O calibre dos então negociadores de um pacote de 95 milhões de dólares não deixa dúvidas: general Manuel Hélder Vieira Dias Júnior, “Kopelipa”, chefe da Casa Militar, general Leopoldino Fragoso, “Dino”, assessor do chefe da Casa Militar, Daniel Mingas, da Inteligência da Casa Militar por parte do MPLA, Adalberto da Costa Júnior, secretário do património, Cláudio Silva, secretário para os Assuntos Constitucionais e Demonsthenes Amós Chilingutila, membro da Comissão Permanente, por parte da UNITA.
Só na cidade de Luanda, mais de 80 edifícios, pertença da UNITA, foram usurpados pelos homens do poder. Quando se rendeu, a UNITA julgou que o regime angolano era uma entidade séria e que o país era um Estado de Direito. Estava a dormir (como dizia Jonas Savimbi) e foi, mais uma vez, enganada. E o mais grave é que alguns dos seus dirigentes da altura sabiam que estavam a ser enganados.
Esses dirigentes preferiram trocar a mandioca do seu país real pela lagosta do país do MPLA, os banhos no rio Cunene por banhos em água mineral… importada.
Repetindo o que há muito é sabido, os dirigentes do Partido do Galo Negro, em Luanda, acusaram o Governo angolano de agir com má-fé no processo de devolução do património pertença da UNITA.
Adalberto da Costa Júnior chegou a dizer à “Voz da América” que o seu partido iria recorrer às instâncias judiciais nacionais e internacionais (ainda recentemente ouvimos o mesmo discurso) para reaver o seu património que se encontra injustamente nas mãos de altas individualidades do poder político e de alguns generais.
“O que ocorreu é, infelizmente, fruto do período de guerra, o património da UNITA foi sendo ocupado pelas instituições e uma boa parte também por dirigentes ligados ao poder político e por militares, facto este que foi igualmente bastante analisado durante os acordos de paz. O Governo angolano, até aqui, não cumpriu com os pressupostos”, disse Adalberto da Costa Júnior.
Pois. Não cumpriu, e tenho dúvidas que venha a cumprir de facto, a não ser que seja a troco de qualquer coisa menos ortodoxa. Acresce que também o povo angolano sabe muito bem como é gerido o seu país. E tanto sabe que, ao ser traído pela UNITA, resolveu “aliar-se” ao inimigo. Se os supostos amigos fizeram o que fizeram, era natural que tivessem de pagar a factura.
Além disso, não seria mau que a UNITA também dissesse que muitos dos seus generais que passaram para o outro lado da barricada, e que inclusive ajudaram a assassinar Jonas Savimbi, são os “legítimos” donos de parte desse património.
Ou, ainda, que explicasse como é que, entre outros, alguns dos seus generais (dos que estiveram até ao fim com o Mais Velho) são hoje dos homens mais ricos de Angola.
Adalberto da Costa Júnior tem desempenhado as suas funções o melhor que, certamente, sabe. Pena é que, para além de uma manifesta perda de memória em relação aos seus “irmãos” aposte mais, ou quase só, na reacção em vez de na acção.

**Informação registada**
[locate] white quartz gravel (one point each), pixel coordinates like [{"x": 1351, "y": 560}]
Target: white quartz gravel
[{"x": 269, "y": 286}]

**Tarefa indicada**
Prossiga o texto sobre o património da UNITA a partir da última frase apresentada. A listagem não faz falta aqui.

**Resposta esperada**
Dele esperava-se (esperava eu que continuo ingénuo) mais do que andar a reboque dos acontecimentos. Acredito que, eventualmente por ordens superiores, Adalberto da Costa Júnior não possa fazer tudo o que queria ou, penso, o que sabe que deveria ser feito.
Adalberto da Costa Júnior teve uma boa escola mas, não sei se voluntariamente, deixou de regar, de adubar e de podar a árvore, convencido que ela sobreviveria só por si.
Mas se isso é grave, mais grave é ficar à espera que a mangueira dê loengos. Esperou, como é típico, sentado. Quando alguns, de boa-fé, lhe disseram que assim não ia lá, resolveu não reconhecer a verdade, culpando o mensageiro e não lendo a mensagem.
“A UNITA será poder em Angola no dia em que os angolanos o quiserem. Porque a UNITA é pertença do povo angolano”.
Quem terá dito isto? Poderia, creio eu, ter sido Jonas Savimbi, mas foi Anastácio Sicato em entrevista ao “Notícias Lusófonas”, publicado em 26 de Junho de 2006.
Sicato acrescentava: “No nosso país, o processo de democratização é irreversível. Ora, a alternância de poder é uma característica inerente aos sistemas democráticos”.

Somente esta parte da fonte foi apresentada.